▸ TASK INPUTS:
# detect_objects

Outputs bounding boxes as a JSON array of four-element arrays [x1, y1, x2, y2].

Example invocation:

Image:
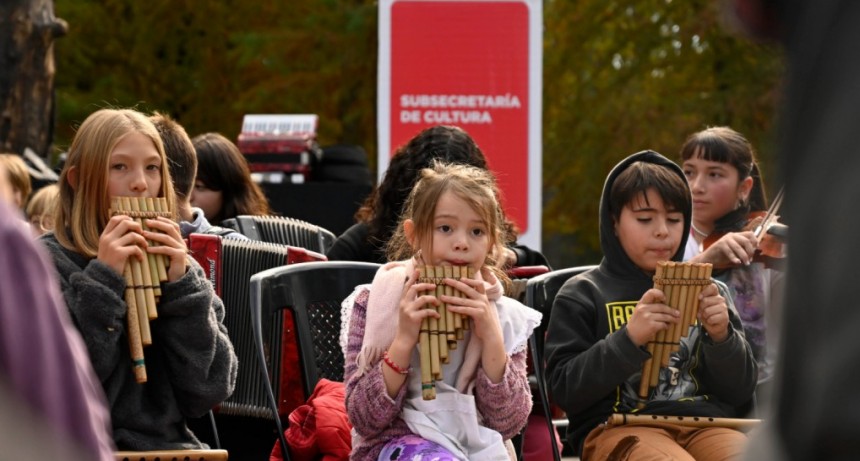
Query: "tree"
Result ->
[[53, 0, 378, 164], [49, 0, 782, 267], [0, 0, 67, 158], [542, 0, 783, 266]]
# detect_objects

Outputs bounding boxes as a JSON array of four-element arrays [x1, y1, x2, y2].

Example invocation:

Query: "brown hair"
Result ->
[[191, 132, 271, 223], [679, 126, 767, 211], [150, 112, 197, 201], [609, 161, 691, 223]]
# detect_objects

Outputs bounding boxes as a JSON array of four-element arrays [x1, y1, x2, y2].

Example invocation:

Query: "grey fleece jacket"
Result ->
[[40, 232, 238, 450]]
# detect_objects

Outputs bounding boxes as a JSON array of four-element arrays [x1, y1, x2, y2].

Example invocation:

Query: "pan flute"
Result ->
[[637, 261, 713, 408], [416, 265, 475, 400], [110, 197, 171, 383]]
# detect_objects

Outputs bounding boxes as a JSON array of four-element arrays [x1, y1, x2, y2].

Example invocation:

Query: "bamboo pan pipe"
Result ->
[[417, 265, 475, 400], [637, 261, 712, 408], [110, 196, 171, 383]]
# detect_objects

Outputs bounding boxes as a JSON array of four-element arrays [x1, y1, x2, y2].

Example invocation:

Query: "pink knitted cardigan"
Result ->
[[354, 258, 501, 394], [343, 259, 538, 460]]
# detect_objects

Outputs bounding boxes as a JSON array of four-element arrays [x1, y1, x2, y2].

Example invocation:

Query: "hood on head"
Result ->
[[598, 150, 691, 279]]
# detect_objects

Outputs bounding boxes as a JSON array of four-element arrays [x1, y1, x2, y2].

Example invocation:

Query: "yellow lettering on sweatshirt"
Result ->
[[606, 301, 637, 332]]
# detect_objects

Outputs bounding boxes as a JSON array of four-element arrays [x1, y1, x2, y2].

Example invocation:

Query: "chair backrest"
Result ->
[[524, 265, 598, 321], [188, 234, 326, 419], [523, 265, 598, 461], [249, 261, 380, 418], [223, 215, 336, 254]]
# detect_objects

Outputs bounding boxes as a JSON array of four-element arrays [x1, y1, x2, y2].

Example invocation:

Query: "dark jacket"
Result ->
[[543, 151, 757, 454], [40, 233, 238, 450], [327, 221, 551, 268]]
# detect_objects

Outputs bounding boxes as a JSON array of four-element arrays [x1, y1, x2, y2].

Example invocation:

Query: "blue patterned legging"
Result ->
[[378, 434, 460, 461]]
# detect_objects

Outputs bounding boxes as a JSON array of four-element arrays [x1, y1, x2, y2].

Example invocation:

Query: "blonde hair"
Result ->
[[55, 108, 177, 257], [0, 153, 32, 210], [26, 184, 59, 234], [387, 161, 508, 282]]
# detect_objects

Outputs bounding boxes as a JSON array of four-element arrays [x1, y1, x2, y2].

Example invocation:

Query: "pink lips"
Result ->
[[651, 249, 673, 258]]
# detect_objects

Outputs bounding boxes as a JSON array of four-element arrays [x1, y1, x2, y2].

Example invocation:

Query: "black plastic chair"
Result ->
[[249, 261, 381, 461], [524, 265, 598, 461], [223, 215, 337, 254]]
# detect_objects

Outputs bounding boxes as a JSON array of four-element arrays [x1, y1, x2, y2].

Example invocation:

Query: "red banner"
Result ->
[[380, 0, 541, 247]]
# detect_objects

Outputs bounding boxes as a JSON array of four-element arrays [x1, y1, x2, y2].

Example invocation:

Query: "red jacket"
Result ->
[[270, 379, 352, 461]]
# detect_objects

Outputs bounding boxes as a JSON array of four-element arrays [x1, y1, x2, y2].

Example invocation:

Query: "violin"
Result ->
[[703, 187, 787, 270]]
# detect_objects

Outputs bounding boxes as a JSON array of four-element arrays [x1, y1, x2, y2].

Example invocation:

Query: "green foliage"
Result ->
[[52, 0, 782, 268], [54, 0, 378, 159], [543, 0, 783, 266]]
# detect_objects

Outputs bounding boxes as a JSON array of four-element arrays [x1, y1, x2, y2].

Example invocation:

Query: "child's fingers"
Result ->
[[726, 233, 757, 264], [145, 244, 186, 260], [145, 217, 183, 240], [113, 239, 146, 262], [117, 231, 148, 253], [699, 283, 718, 299], [105, 215, 142, 236], [143, 229, 186, 251], [740, 231, 758, 254], [697, 284, 729, 331], [104, 224, 148, 254], [640, 288, 667, 305], [626, 298, 679, 346], [411, 299, 441, 319], [103, 214, 128, 232], [698, 304, 729, 335], [408, 282, 440, 300], [700, 308, 726, 326], [443, 276, 486, 298]]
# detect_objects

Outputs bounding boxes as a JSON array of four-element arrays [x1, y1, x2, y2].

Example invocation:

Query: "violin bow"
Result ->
[[753, 186, 784, 243]]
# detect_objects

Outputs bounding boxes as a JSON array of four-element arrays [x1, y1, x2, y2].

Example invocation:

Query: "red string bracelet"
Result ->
[[382, 350, 410, 375]]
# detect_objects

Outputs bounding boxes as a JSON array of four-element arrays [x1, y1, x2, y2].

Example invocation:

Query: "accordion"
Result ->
[[222, 215, 336, 254], [188, 233, 326, 419]]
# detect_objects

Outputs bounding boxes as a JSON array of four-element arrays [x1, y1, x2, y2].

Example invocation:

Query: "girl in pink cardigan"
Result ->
[[341, 161, 541, 460]]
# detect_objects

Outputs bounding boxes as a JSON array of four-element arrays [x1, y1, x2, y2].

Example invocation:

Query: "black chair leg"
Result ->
[[530, 333, 562, 461]]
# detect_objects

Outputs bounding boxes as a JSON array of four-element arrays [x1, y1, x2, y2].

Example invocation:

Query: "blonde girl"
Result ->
[[26, 183, 59, 237], [342, 161, 541, 460], [0, 152, 32, 211], [40, 108, 237, 450]]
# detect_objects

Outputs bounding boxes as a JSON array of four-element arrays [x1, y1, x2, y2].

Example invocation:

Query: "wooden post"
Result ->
[[0, 0, 67, 158]]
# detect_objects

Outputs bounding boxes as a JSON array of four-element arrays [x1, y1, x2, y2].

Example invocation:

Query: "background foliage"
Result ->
[[53, 0, 783, 269]]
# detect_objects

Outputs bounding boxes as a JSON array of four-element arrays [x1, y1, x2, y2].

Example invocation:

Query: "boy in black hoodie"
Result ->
[[544, 151, 757, 460]]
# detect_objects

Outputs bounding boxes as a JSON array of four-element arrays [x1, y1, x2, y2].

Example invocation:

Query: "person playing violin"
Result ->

▸ WHAT THE TASK REQUIRES: Your copy should match the listing exactly, apart from the pictures it leaves out.

▸ RESPONSE BELOW:
# detect_objects

Outputs bounding boxes as a JSON array of four-element arrays [x1, y1, x2, y2].

Example invocation:

Image:
Query: "tree"
Result ->
[[53, 0, 378, 164], [49, 0, 782, 267], [0, 0, 67, 158], [542, 0, 783, 266]]
# detect_objects

Outputs bounding boxes as a JSON array of four-element arrays [x1, y1, x2, y2].

Example invocation:

Query: "brown hair"
Result ->
[[191, 132, 271, 223], [679, 126, 767, 211], [150, 112, 197, 201], [609, 161, 691, 223]]
# detect_objects

Outputs bounding boxes as a JSON array of four-element arrays [x1, y1, x2, y2].

Example invocation:

Query: "grey fleece jacket"
Result ->
[[40, 232, 238, 450]]
# detect_objects

Outputs bounding boxes as a JSON array of four-element arrays [x1, y1, x2, y2].

Example invocation:

Query: "pan flute"
Result ->
[[637, 261, 713, 408], [416, 265, 475, 400], [110, 197, 171, 383]]
# detect_objects

Outputs bounding boxes as a JSON array of four-element arrays [x1, y1, x2, y2].

Example invocation:

Query: "bamboo pan pipe"
Result ->
[[417, 265, 475, 400], [637, 261, 712, 408], [110, 196, 171, 383]]
# detect_objects

Outputs bounding boxes as a JSON array of four-element arrays [x1, y1, x2, y2].

Example invocation:

Query: "pink knitted cardigan"
Result ->
[[354, 258, 501, 394], [343, 259, 538, 460]]
# detect_objects

Outputs bounding boxes as a JSON array of four-element arrays [x1, y1, x2, y2].

Example invocation:

Query: "hood on head"
Result ->
[[598, 150, 691, 279]]
# detect_objects

Outputs bounding boxes as a JSON array of four-element arrays [x1, y1, x2, y2].

Example invocation:

Query: "yellow lettering on sweatshirt"
Result ->
[[606, 301, 637, 332]]
# detect_objects

Outputs bounding boxes as a JSON array of four-element arrays [x1, y1, x2, y2].

Example invocation:

Query: "chair backrest"
Result ->
[[524, 265, 598, 321], [188, 234, 326, 419], [523, 265, 598, 461], [249, 261, 380, 418], [223, 215, 336, 254]]
# detect_objects

Outputs bounding boxes as a JSON array of four-element arrays [x1, y1, x2, y2].

Example invocation:

Query: "dark jacket"
Result ->
[[543, 151, 757, 454], [40, 233, 238, 450], [327, 221, 551, 268]]
# detect_objects

Outputs bounding boxes as a JSON array of four-element arrays [x1, y1, x2, y2].

Example invocation:

Query: "blue patterned legging"
Result ->
[[378, 434, 460, 461]]
# detect_objects

Outputs bounding boxes as a JSON array of four-element arrays [x1, y1, x2, y2].

Example invocation:

Query: "blonde hair"
Result ->
[[55, 108, 177, 257], [0, 153, 32, 210], [26, 184, 59, 234], [387, 161, 508, 282]]
# detect_objects

Outputs bounding boxes as a JSON array of four-element arrays [x1, y1, x2, y2].

Example invocation:

Query: "pink lips"
Result ->
[[651, 249, 673, 258]]
# detect_objects

Outputs bounding boxes as a JSON array of four-element arrays [x1, y1, x2, y2].

Example invocation:

Query: "black plastic chair"
Result ->
[[249, 261, 381, 461], [524, 265, 598, 461], [223, 215, 337, 254]]
# detect_objects

Outputs bounding boxes as a JSON array of four-element arrays [x1, y1, x2, y2].

Example invocation:

Query: "red banner"
Result ->
[[380, 0, 541, 247]]
# detect_objects

Outputs bounding boxes as a JSON array of four-element arrays [x1, y1, x2, y2].

Example invocation:

Query: "red jacket"
Result ->
[[270, 379, 352, 461]]
# detect_objects

Outputs bounding boxes as a JSON array of four-element arrays [x1, y1, x2, y2].

Example invocation:

Query: "violin"
Result ->
[[703, 187, 787, 270]]
# detect_objects

Outputs bounding boxes as a JSON array of four-element arrays [x1, y1, x2, y2].

Example invocation:

Query: "green foliage"
Result ->
[[52, 0, 782, 268], [54, 0, 378, 159], [543, 0, 783, 266]]
# detect_objects

Outputs bounding boxes as a JSON array of four-element arrays [x1, y1, x2, y2].

Example invocation:

Query: "child's fingers"
Result ->
[[726, 233, 757, 264], [145, 244, 186, 260], [145, 217, 183, 240], [113, 239, 146, 262], [117, 231, 148, 253], [699, 283, 718, 299], [105, 215, 142, 236], [143, 229, 186, 251], [740, 231, 758, 254], [697, 284, 729, 331], [104, 224, 148, 254], [640, 288, 667, 305], [626, 298, 679, 346], [411, 299, 441, 319], [103, 214, 128, 232], [698, 304, 729, 335], [408, 282, 440, 300], [700, 308, 726, 326], [443, 276, 486, 298]]
# detect_objects

Outputs bounding boxes as a JSON array of four-element arrays [x1, y1, x2, y2].

Example invocation:

Query: "violin bow"
Result ->
[[753, 186, 784, 243]]
# detect_objects

Outputs bounding boxes as a JSON array of four-element arrays [x1, y1, x2, y2].

Example invocation:

Query: "red string bracelet"
Result ->
[[382, 350, 410, 375]]
# detect_objects

Outputs bounding boxes as a JSON array of four-element arrays [x1, y1, x2, y2].

Example invocation:

Query: "accordion"
Result ->
[[222, 215, 336, 254], [188, 233, 326, 419]]
# detect_objects

Outputs bounding boxes as a JSON array of four-element arrays [x1, y1, x2, y2].

Example invocation:

Query: "girl in pink cardigan"
Result ->
[[341, 161, 541, 460]]
# detect_objects

Outputs bounding boxes as a JSON array of four-element arrays [x1, y1, x2, y2].

Example invocation:

Query: "black chair leg"
Result ->
[[530, 333, 562, 461]]
# detect_objects

Outputs bounding boxes as a JSON array of four-element arrays [x1, y1, x2, y2].

Example invocation:

Query: "blonde girl"
Result ->
[[26, 183, 59, 237], [342, 161, 541, 460], [0, 152, 32, 211], [40, 108, 237, 450]]
# detect_objects

Outputs bounding boxes as a JSON array of four-element arrays [x1, y1, x2, y2].

Example invocation:

Query: "wooden post"
Result ->
[[0, 0, 67, 158]]
# detect_objects

Outputs bounding boxes as a JSON array of four-element arrays [x1, y1, x2, y2].

Example invocation:

Query: "background foliage"
Result ->
[[53, 0, 783, 269]]
# detect_objects

Outputs bounding boxes as a JSON array of four-element arrays [x1, y1, x2, y2].

Example invocation:

Query: "boy in black hoodie"
Result ->
[[544, 151, 757, 460]]
# detect_objects

Outputs bounding boxes as a JSON array of four-element arrays [x1, y1, x2, y2].

Example invocation:

Query: "person playing violin"
Result ->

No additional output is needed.